- **EXERCISE**
In the board fee text below, what supplementary fee is proposed for the Chair of the Audit Committee?

Base fee of DKK 400,000

Chair of the Board of Directors:

DKK 1,200,000

(corresponding to 3 x the base fee)

Vice Chair of the Board of Directors:

DKK 800,000

(corresponding to 2 x the base fee)

The Board of Directors has established an Audit Committee, a Nomination Committee, a Remuneration Committee and a Science & Innovation Committee. The Board of Directors proposed that the members of the Company's committees receive the following supplementary fees for the 2020/21 financial year, which is unchanged compared to the remuneration level for 2019/20:

Chair of the Audit Committee:

DKK 300,000

Chair of the Remuneration

and Science & Innovation Committees:

DKK 250,000 per committee

Chair of the Nomination Committee:

DKK 200,000

Members of the Audit

and Science & Innovation Committees:

DKK 150,000 per committee

Members of the Nomination and

Remuneration Committees:

DKK 125,000 per committee

In addition to the above fees, the Board of Directors proposed that board members and committee members are entitled to differentiated fixed travel allowances, when travelling for a Board and/or committee related meeting, dependent on the travelling distance:

Travelling outside country of residence DKK 22,500 (unchanged compared to the remuneration level for 2019/20 apart from now being denominated in DKK instead of EUR)

- **INFORMATION SUPPLIED**
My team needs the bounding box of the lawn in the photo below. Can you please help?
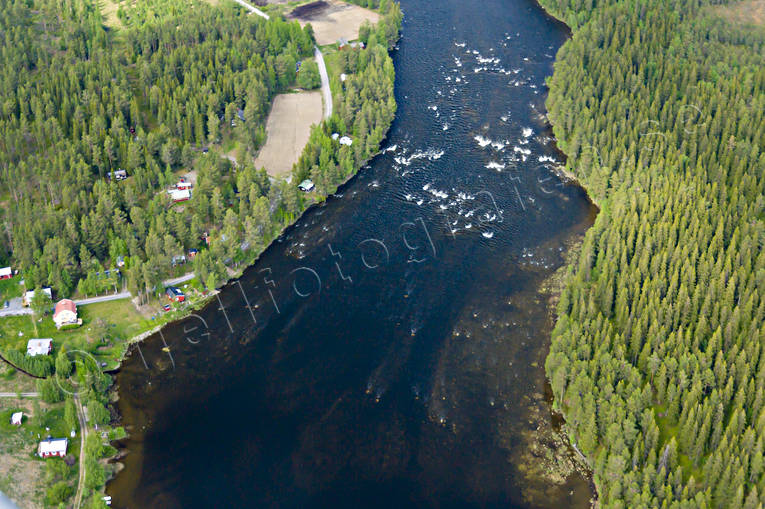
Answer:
[0,299,156,369]
[0,398,80,507]
[0,277,23,304]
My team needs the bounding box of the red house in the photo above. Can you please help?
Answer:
[165,286,186,302]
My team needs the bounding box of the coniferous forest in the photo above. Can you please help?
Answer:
[542,0,765,509]
[0,0,401,297]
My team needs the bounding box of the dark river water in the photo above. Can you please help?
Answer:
[107,0,595,508]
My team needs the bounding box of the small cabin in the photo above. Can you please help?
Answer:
[37,438,69,458]
[298,179,316,193]
[167,189,191,203]
[27,338,53,357]
[53,299,79,328]
[165,286,186,302]
[21,287,53,306]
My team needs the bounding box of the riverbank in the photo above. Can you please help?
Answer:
[0,3,402,508]
[104,0,400,500]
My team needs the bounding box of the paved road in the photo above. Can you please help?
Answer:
[0,297,32,316]
[313,46,332,119]
[0,491,19,509]
[162,272,194,286]
[228,0,271,19]
[73,394,88,509]
[74,292,131,306]
[70,272,194,306]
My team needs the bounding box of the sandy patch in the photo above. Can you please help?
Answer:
[287,0,380,46]
[99,0,122,28]
[713,0,765,26]
[255,91,322,177]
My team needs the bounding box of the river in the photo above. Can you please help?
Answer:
[107,0,595,508]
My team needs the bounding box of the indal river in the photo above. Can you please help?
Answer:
[107,0,596,508]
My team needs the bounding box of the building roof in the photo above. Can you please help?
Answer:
[53,299,77,318]
[27,338,53,357]
[37,438,69,456]
[168,189,191,201]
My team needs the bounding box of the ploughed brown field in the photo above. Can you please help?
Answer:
[255,91,322,177]
[287,0,380,46]
[714,0,765,27]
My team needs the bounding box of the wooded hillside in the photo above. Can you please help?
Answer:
[542,0,765,508]
[0,0,401,302]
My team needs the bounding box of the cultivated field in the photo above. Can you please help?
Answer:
[288,0,380,46]
[714,0,765,26]
[255,91,322,177]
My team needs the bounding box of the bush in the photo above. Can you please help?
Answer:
[3,350,54,376]
[297,61,321,90]
[45,481,74,505]
[37,378,64,403]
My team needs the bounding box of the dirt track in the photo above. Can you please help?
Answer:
[255,91,322,178]
[288,0,380,46]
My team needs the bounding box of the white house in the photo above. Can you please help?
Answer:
[21,287,53,306]
[167,189,191,202]
[27,338,53,357]
[37,438,69,458]
[53,299,79,328]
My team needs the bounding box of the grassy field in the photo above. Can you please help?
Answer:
[0,398,75,509]
[0,290,201,374]
[0,276,23,305]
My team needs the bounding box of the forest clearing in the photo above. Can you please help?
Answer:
[714,0,765,27]
[255,91,322,178]
[287,0,380,46]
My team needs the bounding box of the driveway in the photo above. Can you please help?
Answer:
[0,297,32,317]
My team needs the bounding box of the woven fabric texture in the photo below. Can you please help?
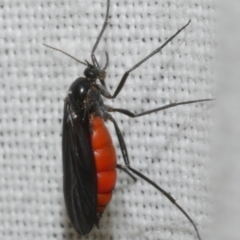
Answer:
[0,0,215,240]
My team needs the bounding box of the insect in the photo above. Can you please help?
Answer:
[44,0,212,240]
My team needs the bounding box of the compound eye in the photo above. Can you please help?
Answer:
[84,67,100,79]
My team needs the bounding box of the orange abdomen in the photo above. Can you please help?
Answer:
[91,117,117,213]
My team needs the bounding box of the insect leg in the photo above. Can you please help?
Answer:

- **WRITTEN ANSWER**
DKK 300,000